### EXERCISE:
Return the entries in their entirety, precisely as given.

#####

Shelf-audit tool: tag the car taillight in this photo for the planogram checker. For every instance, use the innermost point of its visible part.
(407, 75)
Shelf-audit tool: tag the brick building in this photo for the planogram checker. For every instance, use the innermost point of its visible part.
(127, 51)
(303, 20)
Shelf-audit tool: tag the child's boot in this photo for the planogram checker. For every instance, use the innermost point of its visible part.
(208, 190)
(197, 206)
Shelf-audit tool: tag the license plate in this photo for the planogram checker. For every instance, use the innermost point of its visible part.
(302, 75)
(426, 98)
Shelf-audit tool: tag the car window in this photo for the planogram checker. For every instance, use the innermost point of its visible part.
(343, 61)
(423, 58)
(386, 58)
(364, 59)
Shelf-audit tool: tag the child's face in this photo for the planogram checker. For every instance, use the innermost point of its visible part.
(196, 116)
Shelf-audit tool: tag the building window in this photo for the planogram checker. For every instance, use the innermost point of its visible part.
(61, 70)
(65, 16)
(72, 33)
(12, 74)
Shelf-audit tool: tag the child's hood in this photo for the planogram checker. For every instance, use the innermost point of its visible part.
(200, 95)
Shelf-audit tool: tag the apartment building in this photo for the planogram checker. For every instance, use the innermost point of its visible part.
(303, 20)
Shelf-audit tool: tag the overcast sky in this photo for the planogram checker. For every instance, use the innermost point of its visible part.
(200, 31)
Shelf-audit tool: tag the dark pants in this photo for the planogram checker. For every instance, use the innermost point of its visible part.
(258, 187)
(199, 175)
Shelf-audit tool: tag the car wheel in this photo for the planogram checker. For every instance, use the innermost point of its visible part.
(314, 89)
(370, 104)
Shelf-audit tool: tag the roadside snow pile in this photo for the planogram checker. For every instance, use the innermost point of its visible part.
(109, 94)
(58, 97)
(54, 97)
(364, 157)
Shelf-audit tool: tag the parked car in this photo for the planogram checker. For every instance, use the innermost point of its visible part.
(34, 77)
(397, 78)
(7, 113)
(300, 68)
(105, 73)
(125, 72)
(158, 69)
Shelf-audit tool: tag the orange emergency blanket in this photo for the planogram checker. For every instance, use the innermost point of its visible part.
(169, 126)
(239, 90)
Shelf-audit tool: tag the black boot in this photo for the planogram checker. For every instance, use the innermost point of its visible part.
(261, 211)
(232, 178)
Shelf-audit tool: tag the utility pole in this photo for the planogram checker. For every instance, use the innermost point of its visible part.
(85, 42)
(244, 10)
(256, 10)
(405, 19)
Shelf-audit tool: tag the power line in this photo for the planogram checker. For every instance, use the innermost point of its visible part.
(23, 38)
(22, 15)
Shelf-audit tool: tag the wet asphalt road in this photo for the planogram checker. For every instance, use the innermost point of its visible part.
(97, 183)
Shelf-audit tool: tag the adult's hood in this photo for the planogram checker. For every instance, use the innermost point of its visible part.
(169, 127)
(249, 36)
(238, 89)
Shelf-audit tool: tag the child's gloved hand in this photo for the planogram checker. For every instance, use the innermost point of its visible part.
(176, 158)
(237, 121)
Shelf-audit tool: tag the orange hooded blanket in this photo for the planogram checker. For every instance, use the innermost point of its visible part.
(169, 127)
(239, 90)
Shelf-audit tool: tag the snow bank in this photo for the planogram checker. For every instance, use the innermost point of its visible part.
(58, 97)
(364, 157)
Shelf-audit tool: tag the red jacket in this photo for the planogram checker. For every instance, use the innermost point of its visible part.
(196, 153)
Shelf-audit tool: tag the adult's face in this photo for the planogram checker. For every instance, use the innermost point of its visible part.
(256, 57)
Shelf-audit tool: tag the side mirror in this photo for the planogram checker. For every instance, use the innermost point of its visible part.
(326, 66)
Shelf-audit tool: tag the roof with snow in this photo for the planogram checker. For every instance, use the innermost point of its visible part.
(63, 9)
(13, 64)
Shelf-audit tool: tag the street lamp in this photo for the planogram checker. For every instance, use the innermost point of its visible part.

#####

### COMPLETED EXERCISE:
Shelf-audit tool: tag the car taillight in this photo for the planogram checker. For every instance, use the innermost point of its visible part.
(407, 75)
Shelf-audit tool: tag the brick building in this photo for the planogram checker. For every instance, use the innermost point of its visible part.
(127, 51)
(303, 20)
Shelf-audit tool: tag the child's boot in this photo for the planogram checker. For every instance, use the innermost point of its visible part.
(208, 190)
(197, 206)
Shelf-audit tool: tag the license plate in this photo for the planogram checker. For every instance, use the innermost point of its visible part.
(302, 75)
(426, 98)
Shelf-audit tool: tag the car window in this photo for the planogram checker. For every instance, use the innermost point of its visible part.
(343, 61)
(423, 58)
(386, 58)
(364, 59)
Shelf-audit tool: tag the child's face in this photo for the planogram checker. For every instance, use the innermost point of its visible part.
(196, 116)
Shelf-audit tool: tag the building window in this photo for the planogram checker. For every instance, use the innermost point of its visible part.
(61, 70)
(65, 16)
(72, 33)
(12, 74)
Shelf-audit tool: tag the child's hood in this photo for the planogram checker. For every instance, use the innermost point of its visible part.
(200, 95)
Shelf-audit tool: tag the apartment building in this photo for the planogram checker. For every instance, use the innermost point of its visible part.
(303, 20)
Shelf-audit tool: tag the overcast sky in this photo for the planogram checker. For every instance, use the innermost point of its visible part.
(200, 31)
Shelf-audit tool: tag the dark pants in this photo for the planogram checker. For every instance, use the innermost point of its visible part.
(258, 187)
(199, 175)
Shelf-audit tool: tag the car wheel in this photo for the planogram checker. For every instance, use the innermost point of its visible part.
(314, 89)
(370, 104)
Shelf-audit tool: tag the roadside snow pile in this photo for the planogram checker. For every instance, use the innermost point of its visible part.
(109, 94)
(58, 97)
(54, 97)
(364, 157)
Shelf-audit tool: tag the parked car in this photo for the planogram checker. For every instance, use the innermost point of its visible part.
(34, 77)
(397, 78)
(7, 113)
(300, 68)
(105, 73)
(125, 72)
(158, 69)
Shelf-audit tool: tag the orange emergency blanket in this photo for the planogram checker. For every instance, use the innermost point of its visible part.
(169, 126)
(239, 90)
Shelf-audit tool: tag the black boot in this photo for the planogram checker. For every instance, use the innermost point of its visible part.
(261, 211)
(232, 178)
Shelf-audit tool: tag the utility pole in this photo for the planogram checker. For every instance, use the innermost point of its visible part.
(85, 42)
(244, 10)
(256, 10)
(405, 19)
Shelf-audit tool: tag the power line in this photo for the planogram checker. For every instance, use the innermost point of its visible part.
(23, 38)
(22, 15)
Shelf-audit tool: tag the wet asphalt road in this photo for the planogram checker. For every instance, use the innermost point of its visible part.
(97, 183)
Shelf-audit tool: tag the adult's hood in this photo for the planogram checker. For every instance, use the innermost point of its visible part.
(169, 127)
(249, 36)
(238, 89)
Shelf-audit tool: tag the child's gloved hand in this photo for the planogram checker. For every instance, use the innermost point of its visible part.
(176, 158)
(237, 121)
Shelf-audit tool: tag the orange hooded blanket in this photo for the planogram checker. For every instance, use the innermost point of its visible part.
(169, 127)
(239, 90)
Shelf-audit tool: tag the snow bank in this photo for the planogram checker. For every instance, use the innermost point of its visible part.
(58, 97)
(364, 157)
Shelf-audit tool: tag the red jacket in this photo for the planogram checker. For every instance, use the innermost point of its visible part.
(196, 153)
Shelf-audit tool: tag the adult's face in this photo for the planogram checker. For every instance, use the innermost point of its visible part.
(256, 57)
Shelf-audit tool: tag the side mirror in this photo for the planogram checker. For every instance, use the innermost point of its visible part.
(326, 66)
Shelf-audit tool: tag the roof with snow in this photo for the planogram checker. For every instance, use the innermost point of its visible part.
(63, 9)
(13, 64)
Shelf-audit tool: tag the street lamp in this photo for the planogram checker. For every instance, use the innermost point of its visible part.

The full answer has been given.